■ Brief
Rewrite all of the records below, changing "gripper" to "robot arm" wherever it occurs and leaving everything else unchanged.

■ Available data
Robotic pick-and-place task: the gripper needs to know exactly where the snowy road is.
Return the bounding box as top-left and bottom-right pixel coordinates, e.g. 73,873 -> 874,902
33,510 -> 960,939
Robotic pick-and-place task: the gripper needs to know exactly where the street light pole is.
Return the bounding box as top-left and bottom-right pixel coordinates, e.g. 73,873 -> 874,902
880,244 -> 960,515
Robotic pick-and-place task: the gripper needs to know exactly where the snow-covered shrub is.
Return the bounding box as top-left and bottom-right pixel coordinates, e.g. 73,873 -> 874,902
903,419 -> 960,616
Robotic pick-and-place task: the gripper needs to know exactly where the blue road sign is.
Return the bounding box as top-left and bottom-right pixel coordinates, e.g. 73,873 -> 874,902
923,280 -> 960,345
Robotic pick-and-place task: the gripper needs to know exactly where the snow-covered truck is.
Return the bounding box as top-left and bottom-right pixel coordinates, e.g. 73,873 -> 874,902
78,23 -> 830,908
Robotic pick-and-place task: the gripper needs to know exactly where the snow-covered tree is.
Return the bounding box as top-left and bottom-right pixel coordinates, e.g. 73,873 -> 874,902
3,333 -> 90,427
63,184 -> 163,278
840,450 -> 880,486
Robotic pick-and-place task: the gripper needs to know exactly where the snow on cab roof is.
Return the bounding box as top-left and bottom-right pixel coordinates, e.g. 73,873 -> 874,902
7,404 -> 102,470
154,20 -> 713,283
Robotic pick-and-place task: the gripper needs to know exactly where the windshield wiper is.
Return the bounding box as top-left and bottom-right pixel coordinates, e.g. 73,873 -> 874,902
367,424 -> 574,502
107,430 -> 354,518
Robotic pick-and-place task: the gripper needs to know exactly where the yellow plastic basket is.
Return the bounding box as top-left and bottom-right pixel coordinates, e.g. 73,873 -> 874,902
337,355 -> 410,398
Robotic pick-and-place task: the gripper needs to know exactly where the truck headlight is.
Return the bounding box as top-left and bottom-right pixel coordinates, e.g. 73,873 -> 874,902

■ Output
Robotic pick-and-place task: the robot arm needs to know exactly where the snowy road is.
Return the bounding box as top-left and bottom-right pixel coordinates, e.g. 73,873 -> 874,902
33,510 -> 960,939
Robotic pick-and-place task: the robot arm needs to know exactly where the street light pole is.
Return the bounding box as top-left and bottom-right pixel coordinates, e.g. 73,873 -> 874,902
880,244 -> 960,515
Robotic pick-and-place task: the robot arm needs to know exactly where the snow-covered shrub is.
Return the bounding box as top-left and bottom-right pixel coordinates, e.g. 73,873 -> 874,902
903,419 -> 960,616
Robotic pick-and-place task: the robot arm needs to know exactly where the blue road sign is.
Return the bounding box as top-left and bottom-right pixel coordinates, e.g. 73,873 -> 874,902
923,280 -> 960,345
Robotic pick-and-place task: the robot arm needs to know exactly where the snow-covered truck is.
Return the bounding box as top-left and bottom-right pixel coordinates, e.g. 73,873 -> 874,902
78,23 -> 830,908
Robotic pick-and-place task: the robot arm needs to know exactly where the snow-covered tree is.
Return the bounding box as top-left and bottom-right pixel coordinates, e.g. 73,873 -> 874,902
3,333 -> 90,427
63,184 -> 163,278
840,450 -> 880,486
Robotic pick-and-place task: the robot arm needs to know exactly where the snow on cab roof is.
Return the bounding box as top-left and bottom-right pixel coordinates, e.g. 73,873 -> 874,902
7,404 -> 102,470
154,20 -> 713,283
Robotic pick-and-place task: the robot arm needs to know exactly where the windshield wiper is.
Return the bounding box as top-left and bottom-right pixel coordinates, e.g. 73,873 -> 874,902
367,424 -> 574,502
107,430 -> 354,518
Robotic pick-and-place task: the robot arm needs to know exactly where the yellow plastic basket is.
Return the bounding box as top-left and bottom-right pixel coordinates, e.g. 73,873 -> 874,902
337,355 -> 410,398
Robotic pick-and-place task: the robot arm needs to know exactly where the truck headlight is.
Return the bounding box as top-left and bottom-right pixel coordinates, e.g. 73,873 -> 874,902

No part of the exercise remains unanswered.